— start of RECORDED DATA —

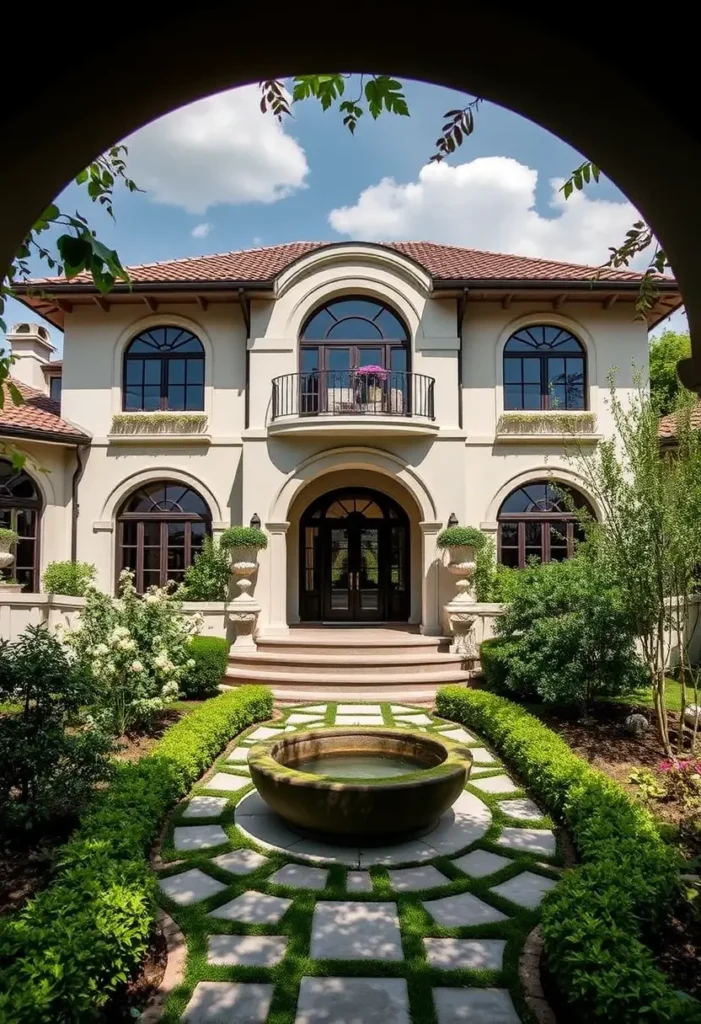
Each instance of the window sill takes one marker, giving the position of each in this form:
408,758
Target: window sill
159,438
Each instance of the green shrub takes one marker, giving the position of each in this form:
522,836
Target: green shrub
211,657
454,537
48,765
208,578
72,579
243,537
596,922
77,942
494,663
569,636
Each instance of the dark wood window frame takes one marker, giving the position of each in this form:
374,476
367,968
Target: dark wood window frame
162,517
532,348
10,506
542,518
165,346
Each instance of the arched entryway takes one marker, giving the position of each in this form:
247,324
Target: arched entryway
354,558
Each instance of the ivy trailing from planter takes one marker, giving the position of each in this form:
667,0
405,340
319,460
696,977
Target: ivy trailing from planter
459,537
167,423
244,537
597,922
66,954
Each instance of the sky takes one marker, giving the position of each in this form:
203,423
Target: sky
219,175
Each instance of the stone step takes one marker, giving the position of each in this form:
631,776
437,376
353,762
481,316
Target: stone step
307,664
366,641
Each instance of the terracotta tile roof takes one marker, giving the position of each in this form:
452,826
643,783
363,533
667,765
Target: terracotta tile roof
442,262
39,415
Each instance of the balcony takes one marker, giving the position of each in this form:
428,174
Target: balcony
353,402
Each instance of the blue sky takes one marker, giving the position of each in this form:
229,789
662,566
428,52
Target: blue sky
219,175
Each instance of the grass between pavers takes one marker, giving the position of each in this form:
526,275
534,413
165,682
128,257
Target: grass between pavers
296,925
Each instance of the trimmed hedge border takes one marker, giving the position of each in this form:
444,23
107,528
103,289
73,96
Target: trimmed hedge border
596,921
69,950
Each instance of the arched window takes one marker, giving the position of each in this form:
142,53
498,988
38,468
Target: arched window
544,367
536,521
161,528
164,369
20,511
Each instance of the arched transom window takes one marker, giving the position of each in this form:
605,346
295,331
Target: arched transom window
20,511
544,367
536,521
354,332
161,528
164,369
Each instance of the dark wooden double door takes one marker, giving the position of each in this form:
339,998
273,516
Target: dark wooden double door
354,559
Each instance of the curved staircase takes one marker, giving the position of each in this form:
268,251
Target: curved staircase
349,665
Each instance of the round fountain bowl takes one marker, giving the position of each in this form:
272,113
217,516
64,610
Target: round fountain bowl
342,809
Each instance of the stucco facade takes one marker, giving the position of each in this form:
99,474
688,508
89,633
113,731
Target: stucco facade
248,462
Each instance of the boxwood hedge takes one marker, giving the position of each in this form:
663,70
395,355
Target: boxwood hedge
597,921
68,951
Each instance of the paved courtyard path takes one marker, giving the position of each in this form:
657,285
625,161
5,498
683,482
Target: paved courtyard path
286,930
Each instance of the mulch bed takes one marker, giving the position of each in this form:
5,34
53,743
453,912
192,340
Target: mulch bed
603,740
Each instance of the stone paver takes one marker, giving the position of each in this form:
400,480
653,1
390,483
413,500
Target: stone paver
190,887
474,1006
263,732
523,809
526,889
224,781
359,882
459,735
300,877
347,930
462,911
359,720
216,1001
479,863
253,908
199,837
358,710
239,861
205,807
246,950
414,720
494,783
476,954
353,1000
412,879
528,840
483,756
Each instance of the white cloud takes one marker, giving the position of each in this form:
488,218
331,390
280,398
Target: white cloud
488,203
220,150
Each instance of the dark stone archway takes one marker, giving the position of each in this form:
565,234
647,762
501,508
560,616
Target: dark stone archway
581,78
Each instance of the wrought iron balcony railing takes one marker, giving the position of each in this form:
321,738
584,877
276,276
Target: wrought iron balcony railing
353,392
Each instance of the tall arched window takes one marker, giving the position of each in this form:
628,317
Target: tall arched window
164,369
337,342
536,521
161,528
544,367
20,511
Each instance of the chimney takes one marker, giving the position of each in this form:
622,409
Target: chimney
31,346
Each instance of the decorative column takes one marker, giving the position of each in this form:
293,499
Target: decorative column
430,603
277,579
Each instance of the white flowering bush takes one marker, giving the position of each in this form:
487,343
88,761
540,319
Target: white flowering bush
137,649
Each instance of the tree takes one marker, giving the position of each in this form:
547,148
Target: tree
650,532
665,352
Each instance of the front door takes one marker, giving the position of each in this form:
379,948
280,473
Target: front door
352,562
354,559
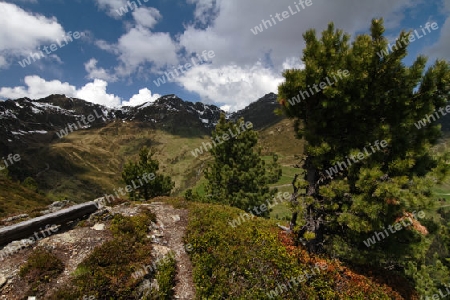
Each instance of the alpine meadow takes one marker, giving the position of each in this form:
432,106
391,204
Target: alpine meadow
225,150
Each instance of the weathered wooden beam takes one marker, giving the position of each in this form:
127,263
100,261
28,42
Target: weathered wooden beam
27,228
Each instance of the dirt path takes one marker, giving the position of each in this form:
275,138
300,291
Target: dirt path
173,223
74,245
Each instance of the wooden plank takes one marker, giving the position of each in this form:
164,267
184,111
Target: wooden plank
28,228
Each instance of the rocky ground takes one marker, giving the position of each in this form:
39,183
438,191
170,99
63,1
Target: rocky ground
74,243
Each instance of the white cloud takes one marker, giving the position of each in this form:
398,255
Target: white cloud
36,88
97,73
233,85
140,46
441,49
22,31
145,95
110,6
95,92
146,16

— end of RECORDED DATA —

_WHAT THIS TASK INVOLVES_:
Convert every line from the one containing "Each instance of the weathered" through the end of the rows, inclusive, into a Markdown table with the columns Number and Text. Skip blank lines.

_TASK RESULT_:
| Number | Text |
|---|---|
| 1 | Each instance of the weathered wooden beam takes one marker, giving the position of each in this form: |
| 2 | 127,263 |
| 3 | 100,261 |
| 4 | 28,42 |
| 5 | Target: weathered wooden beam |
| 6 | 27,228 |
| 7 | Each instance of the dirt path takes one marker, giving the position of each in this form: |
| 8 | 275,138 |
| 9 | 300,291 |
| 10 | Target: dirt path |
| 11 | 173,223 |
| 12 | 74,245 |
| 13 | Each instance of the wooden plank takes one marker, giving the position of each in this form: |
| 14 | 164,267 |
| 15 | 184,111 |
| 16 | Target: wooden plank |
| 17 | 28,228 |
| 18 | Each instance of the rocky ground takes one marker, giving the position of each in this form: |
| 19 | 39,183 |
| 20 | 438,191 |
| 21 | 170,99 |
| 22 | 63,1 |
| 23 | Target: rocky ground |
| 24 | 74,243 |
| 25 | Each instance of the white cloud takes one marker, giving the position of each in this form: |
| 26 | 398,255 |
| 27 | Target: white cloud |
| 28 | 36,88 |
| 29 | 97,73 |
| 30 | 233,85 |
| 31 | 140,46 |
| 32 | 441,49 |
| 33 | 22,31 |
| 34 | 145,95 |
| 35 | 110,6 |
| 36 | 95,92 |
| 37 | 146,16 |